Short problem
Give back each entry unchanged, minus pictures.

··· Task material ···

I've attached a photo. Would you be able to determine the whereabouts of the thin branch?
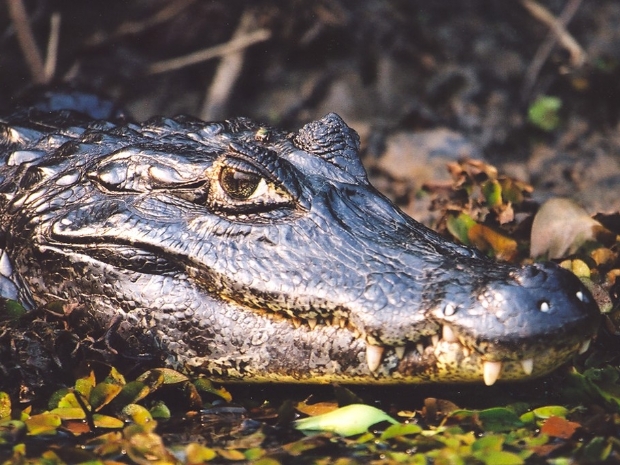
[6,0,45,84]
[200,10,255,121]
[521,0,586,100]
[43,13,60,82]
[147,29,271,74]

···

Full solution
I've attached a photo. Would you be able to determine the whereabouts of the thin branch?
[6,0,45,84]
[200,10,255,121]
[521,0,586,100]
[43,13,60,82]
[147,29,271,74]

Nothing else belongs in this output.